>>

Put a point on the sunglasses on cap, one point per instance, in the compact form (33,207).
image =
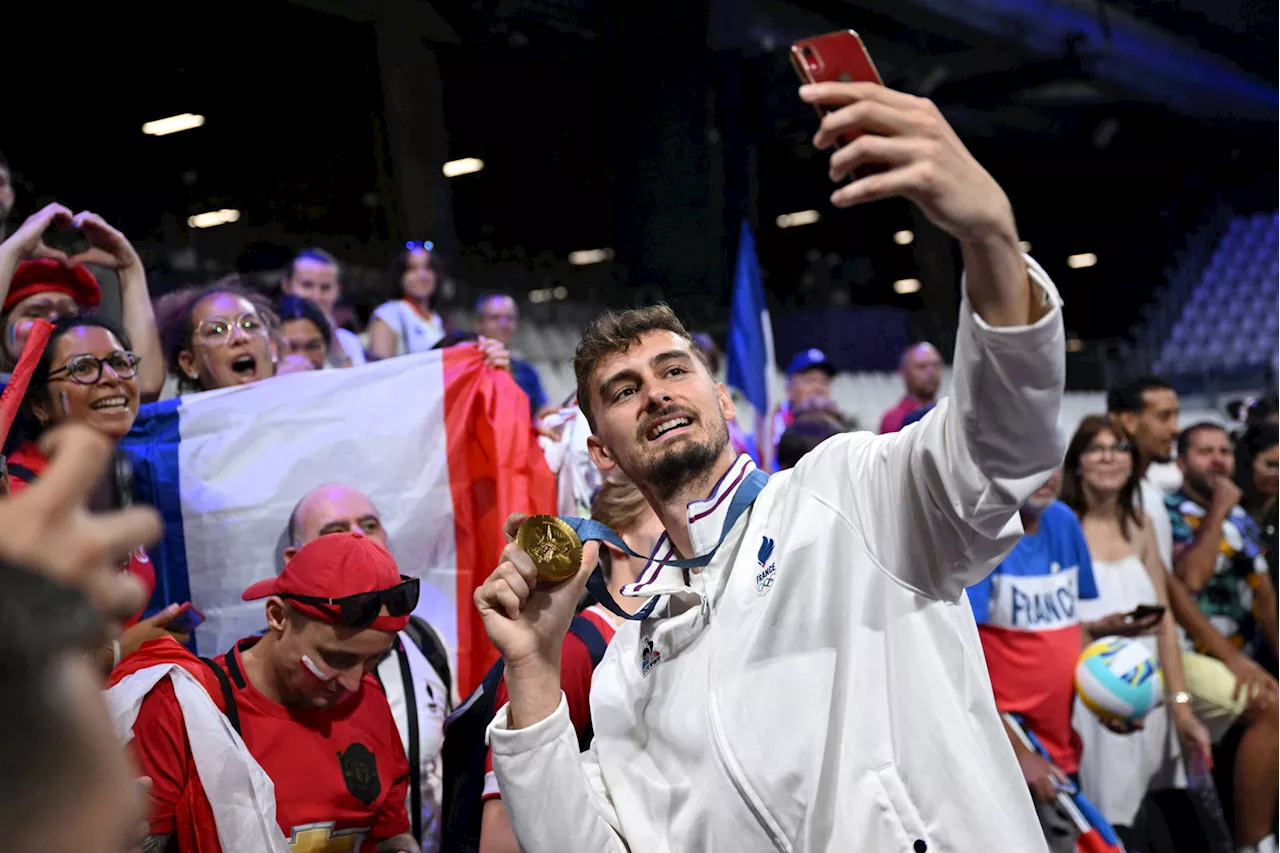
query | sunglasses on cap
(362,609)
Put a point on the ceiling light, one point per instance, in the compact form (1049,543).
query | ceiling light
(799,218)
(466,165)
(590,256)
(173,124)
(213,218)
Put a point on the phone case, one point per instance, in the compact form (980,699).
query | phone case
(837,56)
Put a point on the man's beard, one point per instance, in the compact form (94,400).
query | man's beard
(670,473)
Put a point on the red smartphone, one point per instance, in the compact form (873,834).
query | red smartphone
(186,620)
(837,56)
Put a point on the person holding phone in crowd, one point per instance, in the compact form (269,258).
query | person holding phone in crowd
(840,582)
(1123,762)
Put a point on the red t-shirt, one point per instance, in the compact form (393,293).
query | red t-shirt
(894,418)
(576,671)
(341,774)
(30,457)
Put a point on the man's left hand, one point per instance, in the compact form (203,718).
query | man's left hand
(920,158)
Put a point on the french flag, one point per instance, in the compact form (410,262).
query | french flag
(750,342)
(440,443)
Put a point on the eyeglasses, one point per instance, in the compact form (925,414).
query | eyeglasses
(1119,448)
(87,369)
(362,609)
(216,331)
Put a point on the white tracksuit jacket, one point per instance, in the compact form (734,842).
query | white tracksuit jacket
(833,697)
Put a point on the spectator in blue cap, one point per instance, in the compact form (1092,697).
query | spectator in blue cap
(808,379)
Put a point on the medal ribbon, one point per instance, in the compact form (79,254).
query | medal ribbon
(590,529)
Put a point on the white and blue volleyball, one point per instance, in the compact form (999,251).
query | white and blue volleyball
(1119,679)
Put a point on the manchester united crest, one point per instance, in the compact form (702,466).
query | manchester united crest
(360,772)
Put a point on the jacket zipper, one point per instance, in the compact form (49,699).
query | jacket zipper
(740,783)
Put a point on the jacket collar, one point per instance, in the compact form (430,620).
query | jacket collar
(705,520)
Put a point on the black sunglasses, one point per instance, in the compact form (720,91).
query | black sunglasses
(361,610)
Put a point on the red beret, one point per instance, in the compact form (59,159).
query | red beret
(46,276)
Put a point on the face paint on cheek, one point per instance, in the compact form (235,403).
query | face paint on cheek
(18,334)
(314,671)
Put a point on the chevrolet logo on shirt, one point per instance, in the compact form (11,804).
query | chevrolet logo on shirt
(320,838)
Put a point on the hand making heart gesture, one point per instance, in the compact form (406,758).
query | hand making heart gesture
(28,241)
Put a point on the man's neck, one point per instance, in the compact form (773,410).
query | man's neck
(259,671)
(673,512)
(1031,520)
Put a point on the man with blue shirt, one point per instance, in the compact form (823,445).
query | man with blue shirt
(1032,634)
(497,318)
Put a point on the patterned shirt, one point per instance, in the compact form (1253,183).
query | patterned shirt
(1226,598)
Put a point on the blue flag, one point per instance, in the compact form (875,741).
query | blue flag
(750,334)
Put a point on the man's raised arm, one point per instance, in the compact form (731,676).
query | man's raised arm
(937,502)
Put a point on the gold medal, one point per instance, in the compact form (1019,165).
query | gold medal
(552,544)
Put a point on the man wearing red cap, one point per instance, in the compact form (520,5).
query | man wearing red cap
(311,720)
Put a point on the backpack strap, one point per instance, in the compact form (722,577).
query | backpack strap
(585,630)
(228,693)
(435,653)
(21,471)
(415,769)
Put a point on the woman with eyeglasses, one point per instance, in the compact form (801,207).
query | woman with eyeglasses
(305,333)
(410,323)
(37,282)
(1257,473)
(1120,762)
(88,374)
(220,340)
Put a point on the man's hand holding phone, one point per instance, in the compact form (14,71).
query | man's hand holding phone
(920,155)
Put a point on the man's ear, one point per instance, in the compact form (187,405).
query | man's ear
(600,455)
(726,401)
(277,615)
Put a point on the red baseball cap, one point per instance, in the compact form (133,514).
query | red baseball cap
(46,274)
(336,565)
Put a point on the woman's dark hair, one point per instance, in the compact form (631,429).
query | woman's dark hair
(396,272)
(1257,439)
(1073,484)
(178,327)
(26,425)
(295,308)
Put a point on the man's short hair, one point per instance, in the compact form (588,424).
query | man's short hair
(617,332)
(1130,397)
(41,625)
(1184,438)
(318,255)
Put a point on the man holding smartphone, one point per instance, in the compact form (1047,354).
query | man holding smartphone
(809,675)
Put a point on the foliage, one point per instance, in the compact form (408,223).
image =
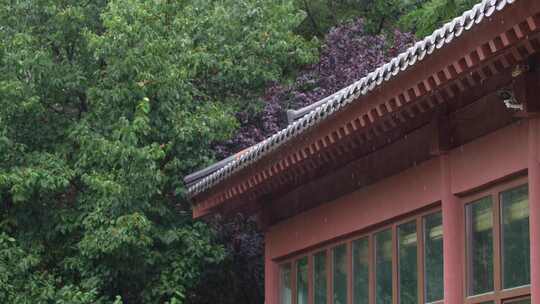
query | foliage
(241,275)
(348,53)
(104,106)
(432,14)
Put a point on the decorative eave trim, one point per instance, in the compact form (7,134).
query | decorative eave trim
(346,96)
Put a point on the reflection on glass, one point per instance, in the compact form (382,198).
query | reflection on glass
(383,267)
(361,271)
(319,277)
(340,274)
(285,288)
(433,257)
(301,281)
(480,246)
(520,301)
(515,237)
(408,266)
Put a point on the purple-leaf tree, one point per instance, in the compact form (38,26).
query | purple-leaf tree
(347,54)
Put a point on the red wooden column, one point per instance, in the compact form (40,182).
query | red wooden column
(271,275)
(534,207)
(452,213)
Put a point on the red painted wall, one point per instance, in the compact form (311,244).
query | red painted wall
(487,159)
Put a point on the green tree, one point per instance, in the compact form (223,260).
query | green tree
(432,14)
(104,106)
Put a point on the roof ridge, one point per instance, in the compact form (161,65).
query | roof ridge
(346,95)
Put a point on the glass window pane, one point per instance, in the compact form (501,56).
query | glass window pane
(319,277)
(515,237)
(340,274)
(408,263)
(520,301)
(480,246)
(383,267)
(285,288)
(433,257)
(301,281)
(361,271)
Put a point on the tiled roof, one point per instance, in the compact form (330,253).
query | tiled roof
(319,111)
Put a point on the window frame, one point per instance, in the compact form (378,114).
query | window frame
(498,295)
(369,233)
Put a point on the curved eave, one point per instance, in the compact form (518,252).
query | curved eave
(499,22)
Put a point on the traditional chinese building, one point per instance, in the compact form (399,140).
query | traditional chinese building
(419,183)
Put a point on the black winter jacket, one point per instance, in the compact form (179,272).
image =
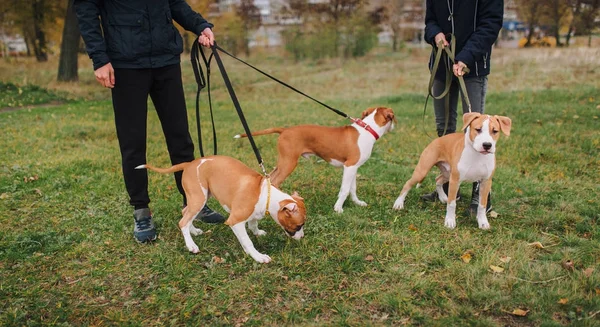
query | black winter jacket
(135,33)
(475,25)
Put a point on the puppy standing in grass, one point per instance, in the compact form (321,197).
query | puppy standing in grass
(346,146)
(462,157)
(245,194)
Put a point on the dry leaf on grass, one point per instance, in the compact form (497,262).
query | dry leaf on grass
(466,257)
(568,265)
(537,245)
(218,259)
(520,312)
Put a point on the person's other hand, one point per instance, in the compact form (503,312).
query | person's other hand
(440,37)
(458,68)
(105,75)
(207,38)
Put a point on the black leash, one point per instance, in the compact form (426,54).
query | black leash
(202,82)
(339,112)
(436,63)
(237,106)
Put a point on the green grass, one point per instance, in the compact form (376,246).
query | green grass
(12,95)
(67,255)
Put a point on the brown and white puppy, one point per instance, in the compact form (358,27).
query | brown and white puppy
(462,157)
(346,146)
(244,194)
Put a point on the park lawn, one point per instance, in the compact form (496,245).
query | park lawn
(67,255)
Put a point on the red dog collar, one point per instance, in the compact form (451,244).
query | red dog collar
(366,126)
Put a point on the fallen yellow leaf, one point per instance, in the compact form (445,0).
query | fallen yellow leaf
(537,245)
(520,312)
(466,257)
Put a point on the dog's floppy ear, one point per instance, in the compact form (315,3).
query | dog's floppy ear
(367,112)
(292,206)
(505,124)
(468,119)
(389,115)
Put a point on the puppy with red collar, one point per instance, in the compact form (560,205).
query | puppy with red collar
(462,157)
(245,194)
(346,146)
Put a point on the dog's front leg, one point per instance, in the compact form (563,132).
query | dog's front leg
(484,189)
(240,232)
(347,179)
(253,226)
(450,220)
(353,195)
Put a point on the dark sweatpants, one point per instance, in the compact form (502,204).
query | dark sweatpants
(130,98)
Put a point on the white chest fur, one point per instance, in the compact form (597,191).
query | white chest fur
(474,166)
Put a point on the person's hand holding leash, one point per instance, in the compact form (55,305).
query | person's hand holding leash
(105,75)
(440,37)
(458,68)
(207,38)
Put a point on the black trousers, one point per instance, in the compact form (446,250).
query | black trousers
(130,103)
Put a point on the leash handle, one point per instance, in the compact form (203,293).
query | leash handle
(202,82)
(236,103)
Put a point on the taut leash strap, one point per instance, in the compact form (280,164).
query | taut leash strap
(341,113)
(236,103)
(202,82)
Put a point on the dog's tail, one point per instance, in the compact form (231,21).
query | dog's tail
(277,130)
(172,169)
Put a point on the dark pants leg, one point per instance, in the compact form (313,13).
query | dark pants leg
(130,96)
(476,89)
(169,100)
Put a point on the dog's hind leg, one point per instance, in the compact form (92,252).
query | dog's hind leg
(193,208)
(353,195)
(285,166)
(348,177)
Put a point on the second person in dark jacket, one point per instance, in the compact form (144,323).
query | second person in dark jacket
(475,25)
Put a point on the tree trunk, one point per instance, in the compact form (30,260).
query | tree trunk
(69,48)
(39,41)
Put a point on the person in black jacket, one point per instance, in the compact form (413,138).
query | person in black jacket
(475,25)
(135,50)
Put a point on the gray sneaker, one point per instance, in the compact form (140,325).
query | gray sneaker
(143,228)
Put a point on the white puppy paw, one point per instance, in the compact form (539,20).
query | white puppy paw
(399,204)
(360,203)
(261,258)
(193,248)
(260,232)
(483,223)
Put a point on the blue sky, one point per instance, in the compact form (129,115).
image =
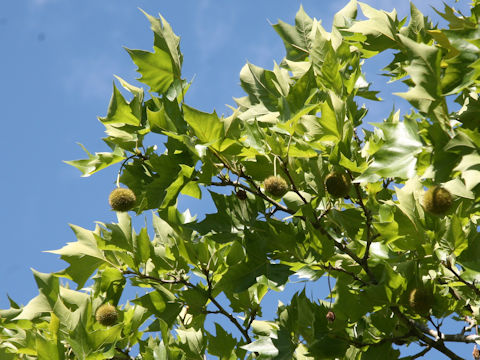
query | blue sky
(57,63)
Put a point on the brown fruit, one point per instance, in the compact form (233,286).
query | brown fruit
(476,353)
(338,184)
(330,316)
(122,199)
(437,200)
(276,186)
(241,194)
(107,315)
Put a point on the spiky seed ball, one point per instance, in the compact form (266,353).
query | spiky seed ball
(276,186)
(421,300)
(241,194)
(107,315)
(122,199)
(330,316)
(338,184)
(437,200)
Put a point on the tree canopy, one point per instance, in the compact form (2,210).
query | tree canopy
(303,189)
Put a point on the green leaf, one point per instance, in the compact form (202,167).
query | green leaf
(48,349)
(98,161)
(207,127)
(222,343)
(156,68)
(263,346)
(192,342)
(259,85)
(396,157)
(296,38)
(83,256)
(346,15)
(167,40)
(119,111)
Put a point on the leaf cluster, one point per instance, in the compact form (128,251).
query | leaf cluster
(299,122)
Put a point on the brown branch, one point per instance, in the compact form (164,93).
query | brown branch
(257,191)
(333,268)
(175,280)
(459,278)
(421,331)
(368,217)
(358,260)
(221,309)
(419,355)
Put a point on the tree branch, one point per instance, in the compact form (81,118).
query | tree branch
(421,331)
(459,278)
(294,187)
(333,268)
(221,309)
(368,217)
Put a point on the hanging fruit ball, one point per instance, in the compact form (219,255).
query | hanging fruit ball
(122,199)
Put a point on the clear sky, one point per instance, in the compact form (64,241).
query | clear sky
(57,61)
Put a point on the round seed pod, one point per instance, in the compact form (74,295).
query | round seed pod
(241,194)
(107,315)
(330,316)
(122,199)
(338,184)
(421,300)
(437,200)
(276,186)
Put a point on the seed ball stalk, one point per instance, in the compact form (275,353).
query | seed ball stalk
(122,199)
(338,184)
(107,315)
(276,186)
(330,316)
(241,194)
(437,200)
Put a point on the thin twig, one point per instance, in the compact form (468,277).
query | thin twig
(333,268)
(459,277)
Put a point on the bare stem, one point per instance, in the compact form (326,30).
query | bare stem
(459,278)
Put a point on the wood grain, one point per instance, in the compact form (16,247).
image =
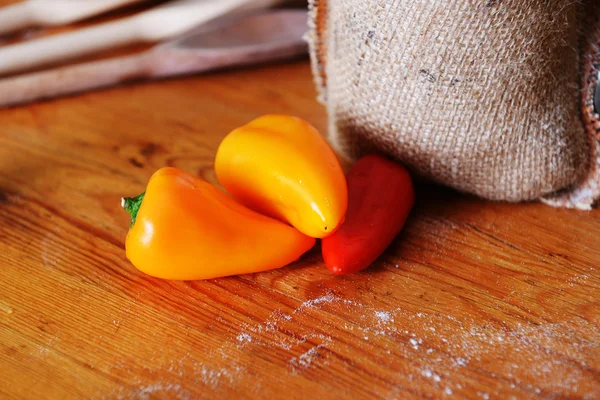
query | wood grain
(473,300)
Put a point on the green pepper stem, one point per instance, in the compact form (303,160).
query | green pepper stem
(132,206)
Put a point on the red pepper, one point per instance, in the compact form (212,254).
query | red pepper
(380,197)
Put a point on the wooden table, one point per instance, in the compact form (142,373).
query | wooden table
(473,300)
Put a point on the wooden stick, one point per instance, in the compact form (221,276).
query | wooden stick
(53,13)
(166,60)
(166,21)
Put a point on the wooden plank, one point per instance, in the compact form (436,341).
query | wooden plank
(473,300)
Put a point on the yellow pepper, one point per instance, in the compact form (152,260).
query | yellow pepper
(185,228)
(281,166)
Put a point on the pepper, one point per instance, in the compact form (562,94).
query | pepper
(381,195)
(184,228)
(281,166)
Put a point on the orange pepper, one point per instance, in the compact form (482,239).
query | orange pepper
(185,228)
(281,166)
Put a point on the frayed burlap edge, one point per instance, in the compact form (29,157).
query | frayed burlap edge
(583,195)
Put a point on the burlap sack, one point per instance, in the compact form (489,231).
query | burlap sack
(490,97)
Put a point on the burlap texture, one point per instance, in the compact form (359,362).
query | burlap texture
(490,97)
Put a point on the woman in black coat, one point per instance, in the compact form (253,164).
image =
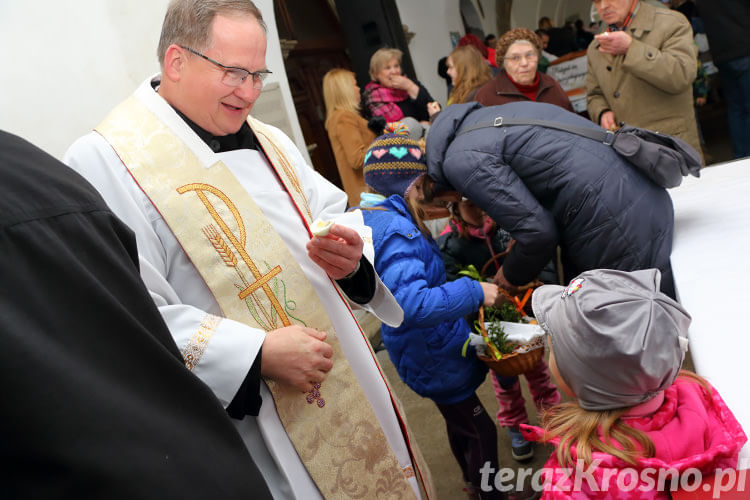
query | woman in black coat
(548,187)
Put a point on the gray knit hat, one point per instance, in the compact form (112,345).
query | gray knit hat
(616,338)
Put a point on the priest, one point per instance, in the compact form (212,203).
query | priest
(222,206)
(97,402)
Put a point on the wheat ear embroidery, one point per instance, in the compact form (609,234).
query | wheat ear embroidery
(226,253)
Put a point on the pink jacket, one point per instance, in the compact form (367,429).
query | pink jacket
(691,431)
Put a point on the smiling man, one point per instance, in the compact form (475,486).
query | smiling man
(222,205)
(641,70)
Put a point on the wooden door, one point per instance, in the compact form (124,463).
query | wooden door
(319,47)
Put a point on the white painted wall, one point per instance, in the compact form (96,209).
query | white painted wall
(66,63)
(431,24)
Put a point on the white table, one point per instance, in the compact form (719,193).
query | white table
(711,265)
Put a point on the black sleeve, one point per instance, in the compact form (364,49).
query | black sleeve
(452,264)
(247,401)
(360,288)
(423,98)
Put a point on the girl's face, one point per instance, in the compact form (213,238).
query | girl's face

<<

Retype only the lines above from the one with "Put a point on the woman in" through the last, both ends included, keeping every picture out of the copy.

**Output for this exercise:**
Put a point on the woman in black coat, one point per instance, in the compact form (253,164).
image =
query | woman in black coat
(548,187)
Put a point on the gray knit hat, one point per instance, in the compact form (112,345).
query | gray knit hat
(616,338)
Put a point on the priest, one point per instance, in the compact form (212,203).
query | priest
(222,206)
(97,402)
Put a point on the wheat ear embroidery, one point per instance, in the compact form (609,234).
query | wheat ear embroidery
(226,253)
Put a point on the pink jacket, one point per instance, in the compact form (367,429).
query | pink jacket
(691,431)
Put a point on the smiling man, one point per instance, in the compact form (475,486).
query | smiling man
(222,205)
(641,70)
Put a point on the wooden door, one point per instance, in the compact form (124,463).
query | wooden door
(319,47)
Put a point on the white painted wall, one point per instance, in the compact form (96,209).
query | white painted wall
(66,63)
(431,24)
Put a point on the white table, one point per instance, in the compact form (719,193).
query | white table
(711,265)
Put a point on the black sleeve, one point per instance, in the compact form (364,49).
query | black sleeve
(452,264)
(247,401)
(360,288)
(423,98)
Put a point on the girl's face, one point per instance, in the compact form (213,238).
query | girl's face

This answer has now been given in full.